Natural language region descriptions
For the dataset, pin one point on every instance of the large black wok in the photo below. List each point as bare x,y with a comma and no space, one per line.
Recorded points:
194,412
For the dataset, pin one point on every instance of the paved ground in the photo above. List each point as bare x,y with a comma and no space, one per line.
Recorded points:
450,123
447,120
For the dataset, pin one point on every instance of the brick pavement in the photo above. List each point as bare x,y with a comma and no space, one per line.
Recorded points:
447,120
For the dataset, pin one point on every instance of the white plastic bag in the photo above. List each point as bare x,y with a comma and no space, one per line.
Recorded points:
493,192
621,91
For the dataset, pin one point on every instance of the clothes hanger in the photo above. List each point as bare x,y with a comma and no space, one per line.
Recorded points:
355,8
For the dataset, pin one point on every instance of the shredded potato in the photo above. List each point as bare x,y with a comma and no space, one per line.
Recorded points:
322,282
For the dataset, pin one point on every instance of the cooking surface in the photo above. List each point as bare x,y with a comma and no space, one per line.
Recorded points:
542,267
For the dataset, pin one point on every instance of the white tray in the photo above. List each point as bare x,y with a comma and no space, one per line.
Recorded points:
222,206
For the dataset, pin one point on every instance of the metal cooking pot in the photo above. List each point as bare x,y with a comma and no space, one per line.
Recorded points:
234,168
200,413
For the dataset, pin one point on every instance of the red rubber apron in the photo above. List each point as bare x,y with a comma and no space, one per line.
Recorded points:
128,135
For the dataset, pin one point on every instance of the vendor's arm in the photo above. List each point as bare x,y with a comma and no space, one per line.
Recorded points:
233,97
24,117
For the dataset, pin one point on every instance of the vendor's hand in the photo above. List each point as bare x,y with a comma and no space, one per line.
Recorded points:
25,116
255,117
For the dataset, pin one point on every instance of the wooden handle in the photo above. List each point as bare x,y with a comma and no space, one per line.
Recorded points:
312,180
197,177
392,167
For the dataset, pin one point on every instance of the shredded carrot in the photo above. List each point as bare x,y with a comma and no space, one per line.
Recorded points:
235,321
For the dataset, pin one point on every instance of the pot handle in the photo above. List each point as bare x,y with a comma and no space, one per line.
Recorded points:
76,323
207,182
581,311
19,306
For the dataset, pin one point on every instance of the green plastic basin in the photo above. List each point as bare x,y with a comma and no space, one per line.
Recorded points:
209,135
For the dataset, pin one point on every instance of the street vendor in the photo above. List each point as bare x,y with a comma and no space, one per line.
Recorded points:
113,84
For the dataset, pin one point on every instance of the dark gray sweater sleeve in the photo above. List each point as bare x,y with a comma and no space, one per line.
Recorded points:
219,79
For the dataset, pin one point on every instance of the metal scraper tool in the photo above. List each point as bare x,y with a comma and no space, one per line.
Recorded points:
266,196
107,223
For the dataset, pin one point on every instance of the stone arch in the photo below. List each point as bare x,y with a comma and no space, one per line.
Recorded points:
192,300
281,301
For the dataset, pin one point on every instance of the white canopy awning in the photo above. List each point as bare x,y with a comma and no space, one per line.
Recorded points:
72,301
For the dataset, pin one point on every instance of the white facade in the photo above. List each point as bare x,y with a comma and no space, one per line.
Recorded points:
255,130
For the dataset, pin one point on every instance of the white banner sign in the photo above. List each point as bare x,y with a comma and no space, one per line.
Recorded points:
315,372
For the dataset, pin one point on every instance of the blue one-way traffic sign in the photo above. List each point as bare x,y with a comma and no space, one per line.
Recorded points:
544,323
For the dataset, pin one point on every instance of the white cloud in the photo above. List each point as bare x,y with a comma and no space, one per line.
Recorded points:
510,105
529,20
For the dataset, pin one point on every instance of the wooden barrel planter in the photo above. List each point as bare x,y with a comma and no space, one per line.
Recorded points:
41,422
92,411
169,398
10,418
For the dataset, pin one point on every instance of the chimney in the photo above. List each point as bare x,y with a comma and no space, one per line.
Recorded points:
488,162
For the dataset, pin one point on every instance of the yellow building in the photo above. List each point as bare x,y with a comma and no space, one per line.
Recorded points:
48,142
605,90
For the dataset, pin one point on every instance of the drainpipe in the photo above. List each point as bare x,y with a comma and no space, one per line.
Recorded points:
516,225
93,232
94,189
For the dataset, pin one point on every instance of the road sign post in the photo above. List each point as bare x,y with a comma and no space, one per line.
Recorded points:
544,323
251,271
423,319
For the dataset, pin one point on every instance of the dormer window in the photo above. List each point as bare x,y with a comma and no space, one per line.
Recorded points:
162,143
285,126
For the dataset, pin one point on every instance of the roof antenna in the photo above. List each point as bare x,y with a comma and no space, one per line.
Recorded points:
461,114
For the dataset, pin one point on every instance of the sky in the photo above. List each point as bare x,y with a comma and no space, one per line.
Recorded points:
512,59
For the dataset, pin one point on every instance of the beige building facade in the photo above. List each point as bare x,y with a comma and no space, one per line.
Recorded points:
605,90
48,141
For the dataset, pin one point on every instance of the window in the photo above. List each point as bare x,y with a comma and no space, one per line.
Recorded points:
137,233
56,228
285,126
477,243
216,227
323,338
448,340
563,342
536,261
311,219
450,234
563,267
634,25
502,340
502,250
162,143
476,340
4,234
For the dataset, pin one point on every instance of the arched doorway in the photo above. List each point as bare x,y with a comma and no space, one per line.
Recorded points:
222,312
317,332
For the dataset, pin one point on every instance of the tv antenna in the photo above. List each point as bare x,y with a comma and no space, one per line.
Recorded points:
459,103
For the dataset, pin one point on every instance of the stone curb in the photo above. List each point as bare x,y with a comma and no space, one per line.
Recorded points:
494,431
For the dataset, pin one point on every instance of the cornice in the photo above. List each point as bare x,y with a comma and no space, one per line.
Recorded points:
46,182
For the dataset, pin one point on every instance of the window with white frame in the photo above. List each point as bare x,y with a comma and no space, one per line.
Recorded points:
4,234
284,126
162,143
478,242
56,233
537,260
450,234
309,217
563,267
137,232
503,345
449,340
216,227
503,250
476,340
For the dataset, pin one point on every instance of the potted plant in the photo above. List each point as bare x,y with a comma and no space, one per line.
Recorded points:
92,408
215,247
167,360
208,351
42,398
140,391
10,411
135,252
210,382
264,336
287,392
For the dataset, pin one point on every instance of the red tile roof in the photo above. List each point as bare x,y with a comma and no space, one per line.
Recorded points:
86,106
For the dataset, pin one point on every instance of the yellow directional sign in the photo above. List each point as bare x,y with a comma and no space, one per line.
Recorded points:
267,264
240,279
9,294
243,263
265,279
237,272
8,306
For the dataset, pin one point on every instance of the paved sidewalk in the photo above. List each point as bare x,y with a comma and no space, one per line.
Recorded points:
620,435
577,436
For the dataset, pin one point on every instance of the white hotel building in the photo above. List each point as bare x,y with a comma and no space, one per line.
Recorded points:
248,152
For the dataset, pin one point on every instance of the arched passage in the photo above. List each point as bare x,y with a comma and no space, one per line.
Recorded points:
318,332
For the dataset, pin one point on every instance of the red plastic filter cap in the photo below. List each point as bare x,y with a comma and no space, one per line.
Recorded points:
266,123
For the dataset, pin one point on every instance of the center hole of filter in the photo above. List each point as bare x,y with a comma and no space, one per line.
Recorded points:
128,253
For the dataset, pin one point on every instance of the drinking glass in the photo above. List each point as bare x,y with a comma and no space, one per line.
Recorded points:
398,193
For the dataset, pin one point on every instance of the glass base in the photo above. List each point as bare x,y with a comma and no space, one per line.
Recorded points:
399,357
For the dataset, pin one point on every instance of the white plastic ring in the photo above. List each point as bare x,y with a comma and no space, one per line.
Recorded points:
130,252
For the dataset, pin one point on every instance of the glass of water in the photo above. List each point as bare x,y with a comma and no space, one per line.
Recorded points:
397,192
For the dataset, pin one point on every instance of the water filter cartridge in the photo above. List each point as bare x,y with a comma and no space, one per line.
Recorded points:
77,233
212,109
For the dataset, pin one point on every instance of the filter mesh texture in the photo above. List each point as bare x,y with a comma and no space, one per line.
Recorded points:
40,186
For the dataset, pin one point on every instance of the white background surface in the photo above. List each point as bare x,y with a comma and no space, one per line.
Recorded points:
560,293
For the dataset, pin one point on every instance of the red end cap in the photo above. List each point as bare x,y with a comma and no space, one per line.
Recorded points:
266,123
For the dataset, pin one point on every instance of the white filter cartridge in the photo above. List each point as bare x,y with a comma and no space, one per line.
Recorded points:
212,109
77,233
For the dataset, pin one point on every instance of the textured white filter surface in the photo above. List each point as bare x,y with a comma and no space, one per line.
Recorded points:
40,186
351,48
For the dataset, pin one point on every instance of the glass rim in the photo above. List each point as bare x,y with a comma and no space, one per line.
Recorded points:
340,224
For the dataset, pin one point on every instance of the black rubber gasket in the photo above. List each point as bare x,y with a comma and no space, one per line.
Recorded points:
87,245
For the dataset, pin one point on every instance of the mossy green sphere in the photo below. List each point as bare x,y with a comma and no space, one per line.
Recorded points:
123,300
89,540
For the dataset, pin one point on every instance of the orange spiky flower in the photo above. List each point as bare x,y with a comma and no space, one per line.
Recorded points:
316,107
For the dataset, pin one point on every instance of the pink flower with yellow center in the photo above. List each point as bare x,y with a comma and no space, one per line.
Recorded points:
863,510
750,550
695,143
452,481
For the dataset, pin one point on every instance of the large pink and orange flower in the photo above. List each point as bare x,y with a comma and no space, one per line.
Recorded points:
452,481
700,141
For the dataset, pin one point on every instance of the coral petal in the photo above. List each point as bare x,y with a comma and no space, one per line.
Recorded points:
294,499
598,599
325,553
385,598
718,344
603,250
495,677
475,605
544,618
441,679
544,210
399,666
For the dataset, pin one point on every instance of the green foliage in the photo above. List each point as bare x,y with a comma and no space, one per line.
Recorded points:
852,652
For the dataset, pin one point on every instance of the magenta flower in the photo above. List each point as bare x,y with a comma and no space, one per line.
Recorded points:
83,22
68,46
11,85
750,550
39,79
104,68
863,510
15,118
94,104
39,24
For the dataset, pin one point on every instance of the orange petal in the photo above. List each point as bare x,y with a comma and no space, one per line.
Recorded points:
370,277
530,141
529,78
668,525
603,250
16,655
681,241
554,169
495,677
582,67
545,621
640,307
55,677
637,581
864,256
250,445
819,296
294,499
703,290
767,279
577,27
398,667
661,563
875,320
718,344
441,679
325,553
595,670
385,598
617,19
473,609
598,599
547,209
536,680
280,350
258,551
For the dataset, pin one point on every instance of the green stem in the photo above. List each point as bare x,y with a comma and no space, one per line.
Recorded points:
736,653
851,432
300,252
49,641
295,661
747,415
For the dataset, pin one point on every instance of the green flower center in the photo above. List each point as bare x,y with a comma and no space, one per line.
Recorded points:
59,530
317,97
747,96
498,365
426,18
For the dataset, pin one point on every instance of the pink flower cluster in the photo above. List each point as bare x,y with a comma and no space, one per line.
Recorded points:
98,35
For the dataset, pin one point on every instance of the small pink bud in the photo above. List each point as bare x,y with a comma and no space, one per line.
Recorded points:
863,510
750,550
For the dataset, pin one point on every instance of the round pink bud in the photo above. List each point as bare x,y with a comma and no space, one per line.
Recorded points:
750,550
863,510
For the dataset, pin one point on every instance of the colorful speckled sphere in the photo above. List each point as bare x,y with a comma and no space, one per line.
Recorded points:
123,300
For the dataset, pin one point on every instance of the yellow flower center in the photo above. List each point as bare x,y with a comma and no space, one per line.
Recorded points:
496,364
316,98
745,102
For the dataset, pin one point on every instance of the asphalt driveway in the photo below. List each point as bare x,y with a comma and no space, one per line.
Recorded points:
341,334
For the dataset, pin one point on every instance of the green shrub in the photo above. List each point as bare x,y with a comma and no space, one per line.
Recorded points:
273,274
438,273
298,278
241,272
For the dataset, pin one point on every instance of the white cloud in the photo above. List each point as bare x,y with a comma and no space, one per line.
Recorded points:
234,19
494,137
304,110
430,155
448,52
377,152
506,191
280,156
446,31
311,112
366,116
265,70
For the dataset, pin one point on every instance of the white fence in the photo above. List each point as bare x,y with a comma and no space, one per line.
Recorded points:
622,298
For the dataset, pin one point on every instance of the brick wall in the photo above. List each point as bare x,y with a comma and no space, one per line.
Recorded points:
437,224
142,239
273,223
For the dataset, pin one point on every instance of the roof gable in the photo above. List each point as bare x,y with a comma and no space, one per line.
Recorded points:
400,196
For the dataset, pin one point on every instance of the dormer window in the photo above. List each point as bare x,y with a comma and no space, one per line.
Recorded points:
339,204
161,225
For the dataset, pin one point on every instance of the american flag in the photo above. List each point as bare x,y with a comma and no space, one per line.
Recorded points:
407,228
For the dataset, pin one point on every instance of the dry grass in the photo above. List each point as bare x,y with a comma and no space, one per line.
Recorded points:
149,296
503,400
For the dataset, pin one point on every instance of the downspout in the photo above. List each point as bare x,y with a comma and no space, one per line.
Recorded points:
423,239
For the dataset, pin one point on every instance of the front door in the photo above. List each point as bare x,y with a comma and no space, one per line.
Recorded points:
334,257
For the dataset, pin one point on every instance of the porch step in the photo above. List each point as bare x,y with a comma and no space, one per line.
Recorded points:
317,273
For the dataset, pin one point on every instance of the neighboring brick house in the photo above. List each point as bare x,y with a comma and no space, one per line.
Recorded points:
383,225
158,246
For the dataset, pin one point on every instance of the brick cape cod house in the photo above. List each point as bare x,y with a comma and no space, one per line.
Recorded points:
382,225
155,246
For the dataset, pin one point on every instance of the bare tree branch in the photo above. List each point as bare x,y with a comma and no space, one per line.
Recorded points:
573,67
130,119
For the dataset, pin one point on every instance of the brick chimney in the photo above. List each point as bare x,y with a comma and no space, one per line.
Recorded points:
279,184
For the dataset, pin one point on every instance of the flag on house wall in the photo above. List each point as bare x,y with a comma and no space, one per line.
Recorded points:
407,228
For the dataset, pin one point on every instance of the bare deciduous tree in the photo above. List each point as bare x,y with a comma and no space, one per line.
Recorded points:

* _PROMPT_
Going back to the entries above, set down exactly the lines that begin at the one with "of the front" and end at the one with "of the flag", both included, and nothing else.

* _RESPONSE_
For the dataset, pin one point on every instance of the front door in the photo above. List each point as bare x,y with a comma and no space, one per line.
Recorded points:
334,257
For the dataset, pin one point on every instance of the porch step in the photo above. List each point as bare x,y with a comma and no space, one per line.
Recorded points:
317,273
For the dataset, pin one point on every instance of the neighboring brick house in the photo above. List each point as bare x,y with a comma and no space, one per line.
Recorded points:
383,225
158,246
For the dataset, pin one point on every instance of the brick cape cod house in the photo above. List each point as bare x,y with a comma and no space, one per line.
Recorded points:
382,225
155,246
For the dataset, pin one point on every instance of the bare tree branch in the photo above. List each point as bare x,y with a comma and no space, one per line.
Recorded points:
573,67
130,119
For the dataset, pin one point on every instance of the brick chimney in the photo above. List each point as bare x,y with a comma and no space, one per line.
Recorded points:
279,184
For the dataset, pin one point on every instance of the flag on house wall in the photo above. List each point as bare x,y with a comma and no space, one per line.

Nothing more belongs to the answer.